— What is required —
Would you repeat the listing exactly but omit every picture?

Extracted records:
====================

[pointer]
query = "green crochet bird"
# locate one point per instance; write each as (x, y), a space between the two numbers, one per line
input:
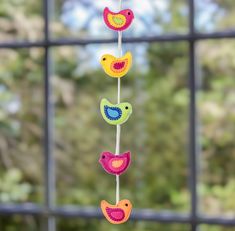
(115, 114)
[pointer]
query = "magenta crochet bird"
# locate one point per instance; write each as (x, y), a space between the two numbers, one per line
(115, 164)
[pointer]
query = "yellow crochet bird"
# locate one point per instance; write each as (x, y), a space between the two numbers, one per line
(116, 67)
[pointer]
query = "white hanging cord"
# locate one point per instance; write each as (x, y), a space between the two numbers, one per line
(118, 131)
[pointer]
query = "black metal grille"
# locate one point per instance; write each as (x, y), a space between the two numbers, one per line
(50, 211)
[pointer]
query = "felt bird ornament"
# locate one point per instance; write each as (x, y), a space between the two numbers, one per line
(118, 21)
(117, 214)
(116, 67)
(115, 114)
(115, 164)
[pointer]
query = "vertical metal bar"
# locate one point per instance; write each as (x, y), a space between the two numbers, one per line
(48, 136)
(193, 120)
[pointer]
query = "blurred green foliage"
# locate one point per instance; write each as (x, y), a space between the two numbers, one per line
(157, 132)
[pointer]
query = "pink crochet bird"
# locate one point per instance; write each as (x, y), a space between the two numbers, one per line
(115, 164)
(118, 21)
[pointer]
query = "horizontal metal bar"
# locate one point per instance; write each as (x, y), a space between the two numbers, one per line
(148, 39)
(94, 212)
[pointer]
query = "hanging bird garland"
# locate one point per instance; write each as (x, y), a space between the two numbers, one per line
(116, 114)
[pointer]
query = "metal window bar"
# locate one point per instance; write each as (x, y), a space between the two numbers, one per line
(49, 211)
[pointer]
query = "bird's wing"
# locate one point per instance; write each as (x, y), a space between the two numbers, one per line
(117, 20)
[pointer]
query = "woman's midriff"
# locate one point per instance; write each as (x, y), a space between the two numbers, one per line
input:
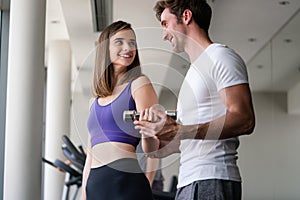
(105, 153)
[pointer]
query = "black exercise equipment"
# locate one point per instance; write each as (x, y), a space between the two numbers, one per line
(74, 172)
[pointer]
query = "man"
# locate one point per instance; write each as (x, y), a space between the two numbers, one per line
(214, 106)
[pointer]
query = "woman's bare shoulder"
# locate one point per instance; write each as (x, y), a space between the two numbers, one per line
(140, 82)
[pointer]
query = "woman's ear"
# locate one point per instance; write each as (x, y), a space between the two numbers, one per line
(187, 16)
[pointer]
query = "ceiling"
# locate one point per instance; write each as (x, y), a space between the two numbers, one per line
(266, 33)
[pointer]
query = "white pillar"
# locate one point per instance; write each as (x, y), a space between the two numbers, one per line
(25, 91)
(57, 113)
(293, 97)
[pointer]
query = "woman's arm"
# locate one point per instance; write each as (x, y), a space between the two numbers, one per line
(151, 168)
(145, 97)
(86, 169)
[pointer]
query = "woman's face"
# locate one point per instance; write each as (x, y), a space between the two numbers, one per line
(122, 48)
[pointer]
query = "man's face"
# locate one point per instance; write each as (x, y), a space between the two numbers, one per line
(172, 30)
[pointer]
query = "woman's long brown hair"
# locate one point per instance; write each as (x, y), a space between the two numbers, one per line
(103, 80)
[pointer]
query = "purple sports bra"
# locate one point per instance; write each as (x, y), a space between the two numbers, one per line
(105, 123)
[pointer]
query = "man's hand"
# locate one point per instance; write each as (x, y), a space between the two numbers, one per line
(154, 122)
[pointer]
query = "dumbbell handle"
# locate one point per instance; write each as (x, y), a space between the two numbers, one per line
(131, 115)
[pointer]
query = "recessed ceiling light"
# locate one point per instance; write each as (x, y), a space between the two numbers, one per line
(252, 39)
(55, 21)
(287, 40)
(283, 3)
(260, 66)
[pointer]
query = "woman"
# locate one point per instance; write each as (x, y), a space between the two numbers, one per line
(111, 169)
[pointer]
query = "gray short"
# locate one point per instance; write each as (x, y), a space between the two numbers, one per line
(213, 189)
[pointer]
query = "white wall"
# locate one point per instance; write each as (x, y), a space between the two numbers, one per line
(269, 159)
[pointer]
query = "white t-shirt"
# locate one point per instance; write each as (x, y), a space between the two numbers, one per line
(199, 101)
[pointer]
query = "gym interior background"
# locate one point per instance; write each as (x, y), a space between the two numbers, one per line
(45, 73)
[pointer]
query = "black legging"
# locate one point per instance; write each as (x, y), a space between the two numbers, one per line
(119, 180)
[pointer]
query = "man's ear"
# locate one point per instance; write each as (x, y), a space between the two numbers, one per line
(187, 16)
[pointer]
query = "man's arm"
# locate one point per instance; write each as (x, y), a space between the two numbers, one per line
(238, 120)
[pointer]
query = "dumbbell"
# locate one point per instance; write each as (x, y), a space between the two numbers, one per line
(131, 115)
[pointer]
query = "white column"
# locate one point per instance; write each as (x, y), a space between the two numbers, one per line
(25, 91)
(57, 113)
(293, 100)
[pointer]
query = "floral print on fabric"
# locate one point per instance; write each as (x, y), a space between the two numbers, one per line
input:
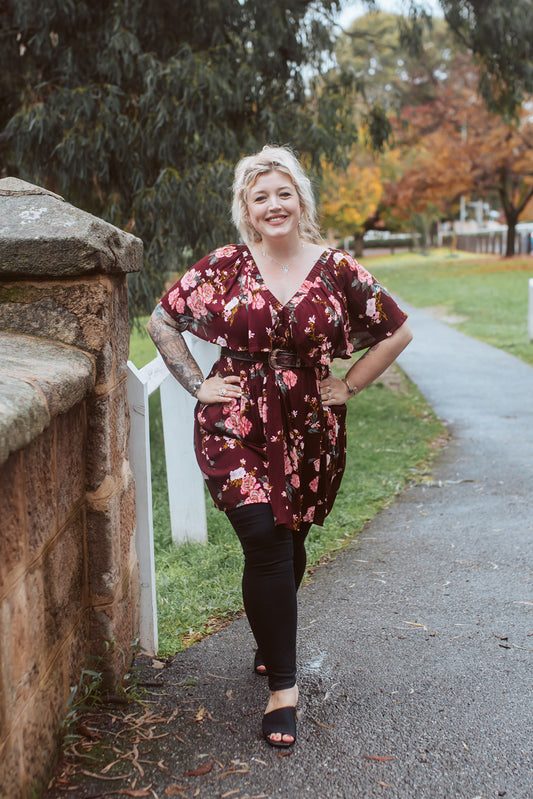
(278, 443)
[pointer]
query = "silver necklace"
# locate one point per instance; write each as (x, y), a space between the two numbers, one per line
(284, 267)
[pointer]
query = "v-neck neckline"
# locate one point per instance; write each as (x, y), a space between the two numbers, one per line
(321, 259)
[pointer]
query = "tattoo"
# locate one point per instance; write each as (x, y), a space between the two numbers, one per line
(166, 334)
(372, 349)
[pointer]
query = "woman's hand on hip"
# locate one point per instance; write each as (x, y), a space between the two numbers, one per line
(219, 389)
(333, 391)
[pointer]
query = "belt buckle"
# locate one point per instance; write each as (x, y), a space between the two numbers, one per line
(273, 359)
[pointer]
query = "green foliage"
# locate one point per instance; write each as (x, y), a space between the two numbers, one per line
(137, 111)
(389, 434)
(498, 33)
(484, 297)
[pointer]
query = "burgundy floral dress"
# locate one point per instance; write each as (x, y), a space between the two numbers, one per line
(277, 443)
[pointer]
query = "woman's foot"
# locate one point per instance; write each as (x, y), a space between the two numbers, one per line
(279, 721)
(259, 664)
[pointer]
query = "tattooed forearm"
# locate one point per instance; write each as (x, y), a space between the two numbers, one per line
(167, 337)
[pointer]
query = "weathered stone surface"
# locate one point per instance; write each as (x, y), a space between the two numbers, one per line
(21, 621)
(14, 533)
(108, 435)
(42, 235)
(38, 380)
(41, 488)
(71, 435)
(90, 314)
(63, 578)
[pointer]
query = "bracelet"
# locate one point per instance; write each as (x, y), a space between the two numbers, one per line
(197, 386)
(351, 391)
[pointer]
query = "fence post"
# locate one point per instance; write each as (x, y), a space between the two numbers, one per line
(144, 531)
(185, 481)
(530, 313)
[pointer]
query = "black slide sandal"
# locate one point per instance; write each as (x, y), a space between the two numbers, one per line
(282, 720)
(258, 661)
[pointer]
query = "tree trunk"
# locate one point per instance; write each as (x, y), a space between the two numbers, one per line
(358, 244)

====================

— Output of the exercise —
[pointer]
query = "green crochet bird"
# locate one point per instance; write each as (x, y), a space between the two numbers, one per line
input:
(115, 114)
[pointer]
query = "magenta crochet bird"
# locate one point per instance; write each as (x, y), a space between the two numbers, one per line
(115, 164)
[pointer]
query = "yellow crochet bird"
# locate one point per instance; write each as (x, y), a space between the two numbers, one per line
(116, 67)
[pointer]
query = "white hanging cord"
# locate one point per instance; write each as (x, y), a space between the two numbers, one per line
(118, 131)
[pointer]
query = "black metal grille"
# locate one point per instance; write each as (x, y), a space between the two numbers, one per line
(50, 211)
[pointer]
query = "felt bird ornament"
# locate one point per instance; write each as (x, y), a space between the two numbers, one per line
(118, 21)
(117, 214)
(116, 67)
(115, 114)
(115, 164)
[pointer]
query = "vertical metal bar"
# locate one point per instance; write each as (x, y), a space between the two numbers, one per line
(48, 136)
(193, 120)
[pointer]
query = "blurred green foliage"
# locate one point per instance; write each as (x, y), a space between the two numbers, one per line
(157, 132)
[pointer]
query = "pink crochet bird"
# locate one point per instance; write each as (x, y), a space between the two numbers, one per line
(115, 164)
(118, 21)
[pointer]
query = "horizontal metal bar"
# locate one point per instance; write each as (x, y), a space between the two numbers, one per line
(148, 39)
(94, 212)
[pointer]
query = "hanging bird garland"
# locate one point per instance; write each as (x, y), a space between the two numbers, one per line
(116, 114)
[pointer]
query = "metal window bar"
# locate one point per instance; write each as (x, y), a space between the two numbers, one per line
(49, 211)
[pointer]
query = "bird's wing"
# locate one point per instance; write each as (x, y), a space between the two numbers, one per line
(117, 20)
[pointer]
query = "woman's midriff"
# locate one point per instance; write each as (x, y), a space between the two numbers, one per line
input:
(105, 153)
[pointer]
query = "black exercise equipment"
# locate one point per instance; write each as (x, y), a space between the two numbers, one per line
(74, 172)
[pointer]
query = "man"
# locate one point per instance; write each as (x, y), a space between the two numbers, one per line
(214, 106)
[pointer]
query = "woman's bare shoulder"
# locate one point per instance; write each as (x, y), a space between the two numbers, one per line
(140, 82)
[pointer]
query = "woman's ear"
# locate one point per instance; write each as (x, y), a space between the two numbers, one per line
(187, 16)
[pointer]
query = "ceiling"
# locate one point per instance; write each as (x, y), a space between the two numbers, one per line
(266, 33)
[pointer]
query = "white pillar"
# locate one point per instance; write each as (x, y), a space between the two numbers, one per line
(25, 91)
(57, 113)
(293, 97)
[pointer]
query = "woman's arm"
# locate one point per instance; write each as (x, y), a space between the two numbers, one per line
(151, 168)
(145, 97)
(86, 169)
[pointer]
query = "woman's face"
# locate one point per instance; write each as (x, y), a space between the two numbers, one per line
(122, 48)
[pointer]
query = "man's face"
# locate one point per instance; write each as (x, y), a space between the two numbers, one per line
(172, 30)
[pointer]
query = "woman's long brown hair"
# locate one point per instance; write each as (x, y), a space between the two numbers, one per line
(103, 80)
[pointer]
query = "purple sports bra"
# locate one point per instance; write each as (x, y), a space between the two numbers, one per line
(105, 123)
[pointer]
query = "man's hand"
# locate one point per instance; write each as (x, y), a space between the two numbers, one per line
(154, 122)
[pointer]
query = "dumbbell handle"
# locate one point per instance; write each as (x, y), a space between the two numbers, one per line
(131, 115)
[pointer]
query = "recessed ceiling light"
# locate one point per instance; write each as (x, y), a space between the two numbers, one per line
(252, 39)
(55, 21)
(287, 40)
(283, 3)
(260, 66)
[pointer]
query = "woman"
# locate one point per instance; write each as (x, y), a space between the two numbers, one per line
(111, 169)
[pointer]
query = "gray short"
# locate one point per instance; write each as (x, y), a space between the two numbers, one per line
(213, 189)
[pointer]
query = "white wall"
# locate one point per instance; write each as (x, y), a space between the two numbers, one per line
(269, 159)
[pointer]
query = "white t-shirt"
# locate one point per instance; write each as (x, y), a space between the two numbers, one per line
(199, 101)
[pointer]
query = "gym interior background"
# locate one point per instance; write each as (x, y), a space between the two numbers, one per line
(45, 73)
[pointer]
query = "black legging"
# locate one point per instance; write each as (x, y), a space between the two numbers, one per line
(119, 180)
[pointer]
query = "man's ear"
# locate one point per instance; write each as (x, y), a space between the two numbers, one per line
(187, 16)
[pointer]
query = "man's arm"
# locate one point per instance; write each as (x, y), a space between the two numbers, one per line
(238, 120)
[pointer]
query = "dumbbell"
# locate one point per instance; write each as (x, y), a space between the two numbers, one per line
(131, 115)
[pointer]
query = "white column"
# locate one point per instance; write each as (x, y), a space between the two numbers, one per line
(25, 91)
(57, 113)
(293, 100)
[pointer]
query = "floral print on fabric"
# locate one point per instance; write each as (x, y), a space between the two numbers, one per line
input:
(278, 443)
[pointer]
query = "silver necklace"
# locate one point per instance; write each as (x, y), a space between the two numbers, one per line
(284, 267)
[pointer]
query = "v-neck neckline"
# locate one point per instance; write each as (x, y), a space between the two numbers, one per line
(321, 259)
[pointer]
query = "tattoo"
# locate one point per instance; write each as (x, y), a space between the two numbers, one per line
(166, 334)
(372, 349)
[pointer]
query = "woman's hand on hip"
# locate one point per instance; write each as (x, y), a space between the two numbers, one per line
(219, 389)
(333, 391)
[pointer]
query = "belt buckle"
# locate one point per instance; write each as (x, y), a space between the two numbers, one per line
(273, 359)
[pointer]
query = "green foliage"
# locate one point per instance; write each as (x, y), a space between the two numbers, one per line
(137, 111)
(389, 434)
(498, 33)
(484, 297)
[pointer]
query = "burgundy floral dress"
# locate one point per instance; write each as (x, y), a space between the two numbers, one per line
(277, 443)
[pointer]
query = "woman's foot"
# locate one point per instance; write each as (x, y), a space between the two numbers, one per line
(279, 721)
(259, 664)
[pointer]
query = "tattooed forearm"
# locate one point per instance; write each as (x, y), a space between the two numbers, one per line
(167, 337)
[pointer]
query = "weathered stone surface"
# locate one point per instance; write each as (x, y), a space between the two numbers, one per line
(21, 621)
(14, 533)
(108, 435)
(42, 235)
(38, 380)
(41, 488)
(71, 435)
(90, 314)
(63, 578)
[pointer]
query = "bracelet"
# locate one point per instance; write each as (x, y), a space between the two numbers, one per line
(197, 386)
(351, 391)
[pointer]
query = "fence post"
# locate one point per instance; write each as (x, y), a space between the two numbers, one per line
(144, 531)
(185, 481)
(530, 313)
[pointer]
query = "black slide sandal"
# locate one point per instance; write each as (x, y), a space between the two numbers, one per line
(282, 720)
(258, 661)
[pointer]
query = "tree trunk"
# locate one point per instance; write each as (x, y), a space between the two numbers, one per line
(358, 244)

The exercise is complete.